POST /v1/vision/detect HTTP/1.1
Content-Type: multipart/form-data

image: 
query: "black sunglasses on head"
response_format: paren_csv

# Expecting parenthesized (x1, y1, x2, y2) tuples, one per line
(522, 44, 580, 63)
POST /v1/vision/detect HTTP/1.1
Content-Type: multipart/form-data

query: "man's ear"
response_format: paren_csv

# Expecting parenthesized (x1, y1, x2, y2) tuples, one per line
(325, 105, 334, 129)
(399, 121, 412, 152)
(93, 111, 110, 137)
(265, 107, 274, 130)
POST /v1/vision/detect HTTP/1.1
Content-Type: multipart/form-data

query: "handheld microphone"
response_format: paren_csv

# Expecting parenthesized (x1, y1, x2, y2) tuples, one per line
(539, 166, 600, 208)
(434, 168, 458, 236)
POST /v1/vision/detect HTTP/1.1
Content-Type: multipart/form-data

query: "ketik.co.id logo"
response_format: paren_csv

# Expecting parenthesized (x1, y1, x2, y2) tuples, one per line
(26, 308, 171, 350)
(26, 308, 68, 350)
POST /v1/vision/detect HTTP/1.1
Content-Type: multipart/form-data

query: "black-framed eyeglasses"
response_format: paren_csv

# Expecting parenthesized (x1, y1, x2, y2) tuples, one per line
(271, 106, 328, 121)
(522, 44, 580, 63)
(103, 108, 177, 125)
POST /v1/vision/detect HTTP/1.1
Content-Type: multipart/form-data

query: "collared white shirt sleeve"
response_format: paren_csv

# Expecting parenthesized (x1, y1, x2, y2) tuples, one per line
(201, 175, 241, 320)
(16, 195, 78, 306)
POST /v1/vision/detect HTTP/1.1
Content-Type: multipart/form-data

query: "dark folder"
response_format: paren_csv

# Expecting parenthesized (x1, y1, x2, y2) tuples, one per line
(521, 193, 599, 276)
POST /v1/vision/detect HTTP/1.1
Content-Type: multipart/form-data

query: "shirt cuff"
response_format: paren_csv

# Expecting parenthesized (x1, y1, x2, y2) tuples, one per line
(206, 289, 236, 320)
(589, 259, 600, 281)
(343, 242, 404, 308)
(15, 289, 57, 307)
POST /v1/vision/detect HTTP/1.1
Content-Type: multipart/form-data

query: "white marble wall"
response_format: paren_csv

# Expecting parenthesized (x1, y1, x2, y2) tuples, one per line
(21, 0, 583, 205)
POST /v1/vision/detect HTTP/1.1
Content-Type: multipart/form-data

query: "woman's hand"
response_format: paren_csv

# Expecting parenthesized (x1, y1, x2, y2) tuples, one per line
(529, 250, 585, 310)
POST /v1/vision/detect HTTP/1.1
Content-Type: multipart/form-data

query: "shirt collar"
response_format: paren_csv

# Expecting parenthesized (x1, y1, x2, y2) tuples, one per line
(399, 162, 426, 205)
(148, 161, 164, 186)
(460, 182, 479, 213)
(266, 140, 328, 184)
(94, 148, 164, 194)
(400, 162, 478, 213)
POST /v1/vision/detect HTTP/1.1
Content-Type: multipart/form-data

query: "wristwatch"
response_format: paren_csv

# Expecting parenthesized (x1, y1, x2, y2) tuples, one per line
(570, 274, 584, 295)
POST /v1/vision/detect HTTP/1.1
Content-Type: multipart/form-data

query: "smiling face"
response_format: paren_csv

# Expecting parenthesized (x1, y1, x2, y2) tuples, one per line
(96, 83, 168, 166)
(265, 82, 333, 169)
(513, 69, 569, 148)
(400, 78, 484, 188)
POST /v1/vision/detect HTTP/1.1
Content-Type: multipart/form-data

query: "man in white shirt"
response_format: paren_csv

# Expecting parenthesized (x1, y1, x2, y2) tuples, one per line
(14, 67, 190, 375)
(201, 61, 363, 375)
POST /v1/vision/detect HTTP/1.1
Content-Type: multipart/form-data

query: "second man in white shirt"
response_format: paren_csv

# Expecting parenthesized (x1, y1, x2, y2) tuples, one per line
****************************************
EXERCISE PROMPT: From the data, work out how many lines include the word "black"; the reply is that number and nothing else.

OUTPUT OF THE EXERCISE: 2